# Start of PAGE

0

Leonhard Euler had considered the series

$$ \sum_{i=2}^{\infty}(-1)^{n}\log i$$

and erroneously concluded that it converges to $\frac{1}{2}\log \left( \frac{\pi}{2} \right)$.

It seems plausible that he could have considered Wallis' Product

$$ \frac{2}{1} \cdot \frac{2}{3} \cdot \frac{4}{3} \cdot \frac{4}{5} \cdot \frac{6}{5} \cdot \frac{6}{7} \cdot \frac{8}{7} \cdot \frac{8}{9} \ldots = \frac{\pi}{2}$$

and tried to take the square root of both sides before using properties of logarithms.

However, I have not been able to find anything to substantiate this.

(1) Is anyone familiar with this problem that can shed some light on whether or not Euler may have made the mistake of trying to extend a property of finite products to an infinite one?

(2) Can anyone cite similar mistakes made by other famous mathematicians?

# End of PAGE
# Start of THE RECORDS

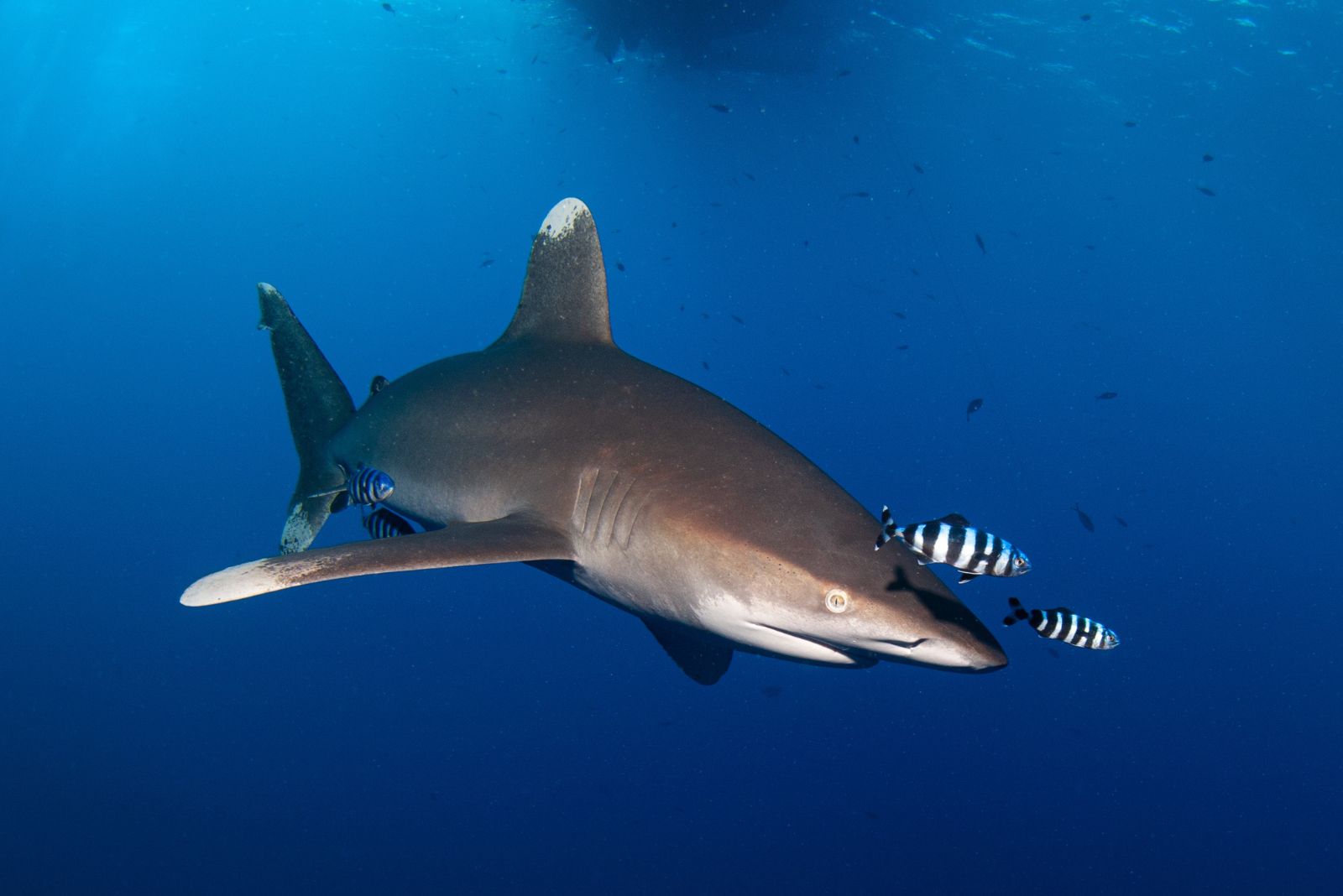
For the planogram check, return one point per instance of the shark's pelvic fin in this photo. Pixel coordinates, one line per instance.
(564, 293)
(319, 405)
(704, 658)
(499, 541)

# End of THE RECORDS

WRITTEN INSTRUCTION 1
Answer from the post:
(a) To what value did Euler conclude the series converges?
(b) Which product does the post suggest Euler might have started from?
(c) What operation does the post suggest he tried on both sides of that product?
WRITTEN INSTRUCTION 2
Copy the entry that follows the post word for word, leaving out the picture.
The post and the entry after it are unrelated material.

RIGHT ANSWER 1
(a) ½ log(π/2)
(b) Wallis' Product
(c) Taking the square root

RIGHT ANSWER 2
For the planogram check, return one point per instance of the shark's pelvic fin in this photo. Pixel coordinates, one line per instance.
(564, 293)
(319, 405)
(704, 658)
(499, 541)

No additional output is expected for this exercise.